*** Opening of MATERIAL FOR THE TASK ***

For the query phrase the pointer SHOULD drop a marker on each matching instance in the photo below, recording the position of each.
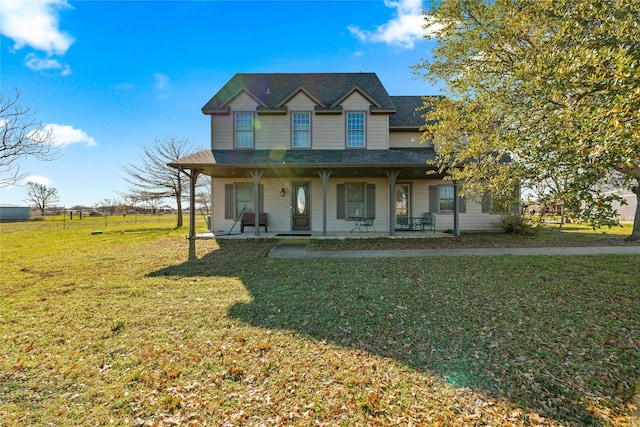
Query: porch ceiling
(409, 162)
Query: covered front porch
(328, 236)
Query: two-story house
(318, 153)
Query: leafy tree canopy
(550, 84)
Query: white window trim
(308, 113)
(364, 130)
(235, 130)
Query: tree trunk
(179, 205)
(635, 233)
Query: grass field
(120, 328)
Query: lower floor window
(238, 198)
(355, 200)
(244, 198)
(446, 198)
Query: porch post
(257, 176)
(456, 217)
(324, 177)
(393, 176)
(193, 177)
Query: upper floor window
(301, 130)
(244, 130)
(355, 130)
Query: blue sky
(110, 77)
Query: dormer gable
(353, 90)
(301, 90)
(272, 91)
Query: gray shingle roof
(271, 89)
(395, 157)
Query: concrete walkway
(299, 250)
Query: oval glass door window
(302, 200)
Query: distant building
(626, 212)
(14, 213)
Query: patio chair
(428, 221)
(366, 223)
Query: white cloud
(162, 81)
(34, 23)
(162, 85)
(47, 64)
(66, 135)
(402, 31)
(38, 180)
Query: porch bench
(249, 219)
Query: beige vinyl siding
(381, 222)
(278, 208)
(471, 220)
(405, 140)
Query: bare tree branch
(21, 136)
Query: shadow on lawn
(542, 346)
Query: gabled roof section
(305, 92)
(409, 113)
(272, 90)
(361, 92)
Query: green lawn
(120, 328)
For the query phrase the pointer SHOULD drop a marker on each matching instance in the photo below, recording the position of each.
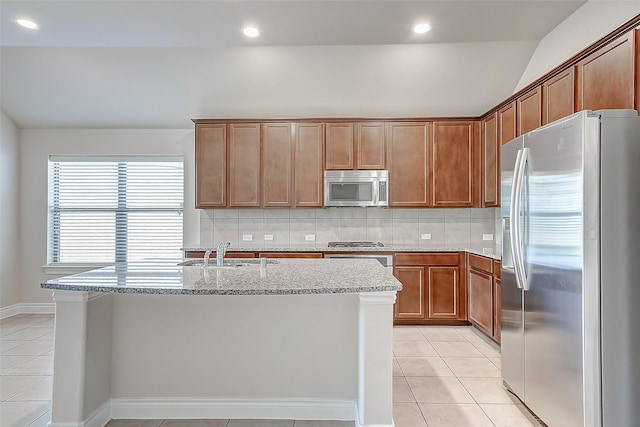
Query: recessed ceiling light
(422, 28)
(26, 23)
(251, 31)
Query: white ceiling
(157, 64)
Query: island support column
(81, 359)
(375, 359)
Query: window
(105, 209)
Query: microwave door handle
(376, 193)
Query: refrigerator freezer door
(553, 311)
(512, 338)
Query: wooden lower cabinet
(497, 315)
(484, 295)
(410, 301)
(433, 290)
(481, 296)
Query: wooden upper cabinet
(455, 164)
(637, 40)
(407, 161)
(370, 146)
(529, 111)
(211, 166)
(339, 146)
(507, 123)
(605, 79)
(244, 165)
(308, 139)
(558, 96)
(490, 162)
(277, 164)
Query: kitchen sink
(227, 263)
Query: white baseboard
(9, 311)
(171, 408)
(99, 418)
(27, 308)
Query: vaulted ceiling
(157, 64)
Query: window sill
(67, 269)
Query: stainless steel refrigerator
(570, 269)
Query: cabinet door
(490, 162)
(407, 160)
(308, 161)
(481, 297)
(606, 77)
(211, 166)
(410, 301)
(443, 292)
(507, 123)
(244, 165)
(277, 162)
(370, 146)
(497, 308)
(558, 98)
(529, 111)
(454, 164)
(339, 146)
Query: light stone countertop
(496, 250)
(289, 277)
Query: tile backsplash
(316, 227)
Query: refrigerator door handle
(514, 216)
(518, 259)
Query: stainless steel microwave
(356, 188)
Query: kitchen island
(301, 339)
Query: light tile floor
(442, 376)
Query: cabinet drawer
(290, 255)
(448, 258)
(200, 254)
(481, 263)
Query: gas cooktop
(354, 244)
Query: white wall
(591, 22)
(35, 148)
(9, 218)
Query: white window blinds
(105, 209)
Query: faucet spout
(220, 251)
(207, 254)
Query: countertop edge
(374, 249)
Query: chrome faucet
(207, 254)
(220, 251)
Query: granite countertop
(288, 277)
(496, 251)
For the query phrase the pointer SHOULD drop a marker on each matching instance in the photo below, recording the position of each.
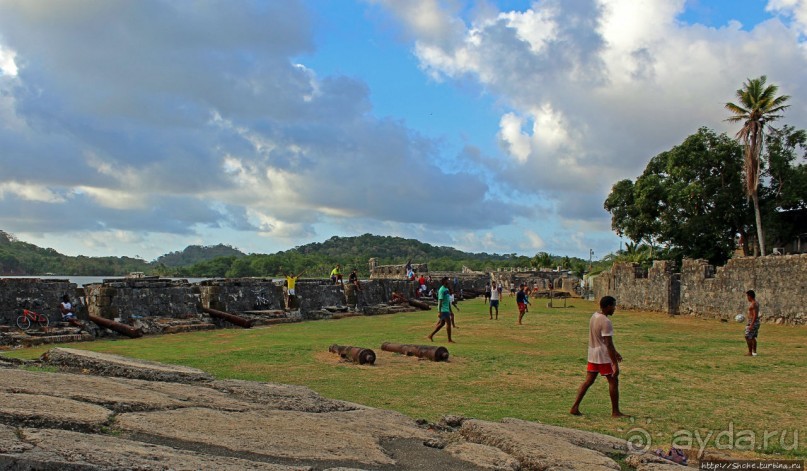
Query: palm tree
(758, 104)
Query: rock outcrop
(176, 418)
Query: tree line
(711, 193)
(315, 260)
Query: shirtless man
(752, 329)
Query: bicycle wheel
(23, 322)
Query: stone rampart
(142, 298)
(42, 296)
(135, 298)
(242, 294)
(780, 283)
(395, 271)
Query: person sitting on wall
(68, 312)
(336, 275)
(66, 308)
(397, 298)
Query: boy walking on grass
(522, 300)
(444, 314)
(602, 356)
(752, 329)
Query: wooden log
(421, 351)
(355, 354)
(117, 327)
(232, 318)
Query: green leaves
(689, 199)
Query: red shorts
(522, 307)
(604, 369)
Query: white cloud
(597, 88)
(30, 192)
(795, 9)
(7, 64)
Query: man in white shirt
(602, 356)
(495, 294)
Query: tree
(758, 104)
(783, 195)
(689, 199)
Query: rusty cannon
(358, 355)
(232, 318)
(124, 329)
(419, 304)
(420, 351)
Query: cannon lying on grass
(117, 327)
(355, 354)
(232, 318)
(420, 351)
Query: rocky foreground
(106, 412)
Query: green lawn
(681, 376)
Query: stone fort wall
(780, 283)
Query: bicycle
(28, 317)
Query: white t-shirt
(599, 327)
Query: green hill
(317, 259)
(22, 258)
(196, 253)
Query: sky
(139, 128)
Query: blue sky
(138, 128)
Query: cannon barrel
(355, 354)
(419, 304)
(117, 327)
(420, 351)
(232, 318)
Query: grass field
(682, 377)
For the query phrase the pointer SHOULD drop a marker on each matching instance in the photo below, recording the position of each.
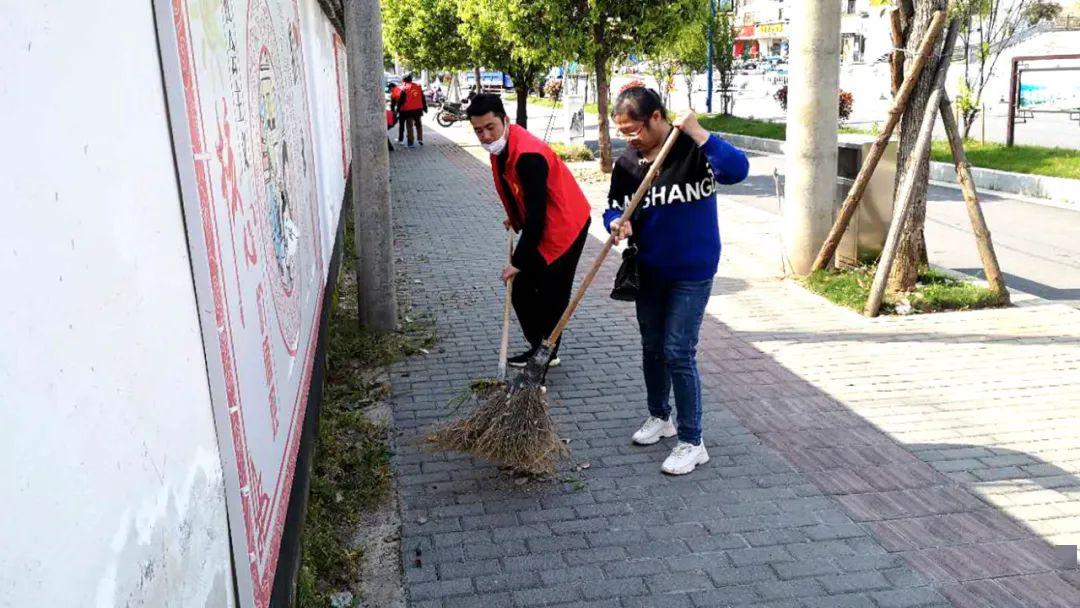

*** Close of MATERIAL FOR THE TASK ***

== BRIEF ==
Leave every picture out and return exactly the lines from the one holding "Query: shirtless man" through the end of the records above, both ends included, and nothing more.

== WORKED SOLUTION ==
Query: shirtless man
(752, 329)
Query: bicycle wheel
(23, 322)
Query: stone rampart
(142, 298)
(42, 296)
(135, 298)
(242, 294)
(780, 283)
(395, 271)
Query: person sitting on wall
(68, 312)
(336, 275)
(66, 308)
(397, 298)
Query: boy walking on grass
(522, 300)
(444, 314)
(602, 356)
(752, 329)
Query: wooden log
(421, 351)
(355, 354)
(117, 327)
(232, 318)
Query: green leaves
(689, 199)
Query: red shorts
(522, 307)
(604, 369)
Query: white cloud
(597, 88)
(30, 192)
(795, 9)
(7, 64)
Query: man in white shirt
(602, 356)
(495, 294)
Query: tree
(758, 104)
(783, 195)
(689, 199)
Query: rusty cannon
(358, 355)
(232, 318)
(124, 329)
(419, 304)
(420, 351)
Query: cannon lying on grass
(117, 327)
(355, 354)
(232, 318)
(420, 351)
Query: rocky foreground
(106, 412)
Query: green lawn
(681, 376)
Query: stone fort wall
(780, 283)
Query: bicycle
(28, 317)
Query: white t-shirt
(599, 327)
Query: green hill
(317, 259)
(22, 258)
(196, 253)
Query: sky
(139, 128)
Query: blue sky
(138, 128)
Query: cannon barrel
(355, 354)
(419, 304)
(117, 327)
(420, 351)
(232, 318)
Query: grass field
(682, 377)
For the query phrase the pointer SHOULD drop a marker on each matching instance in the photo below, recording the position of each.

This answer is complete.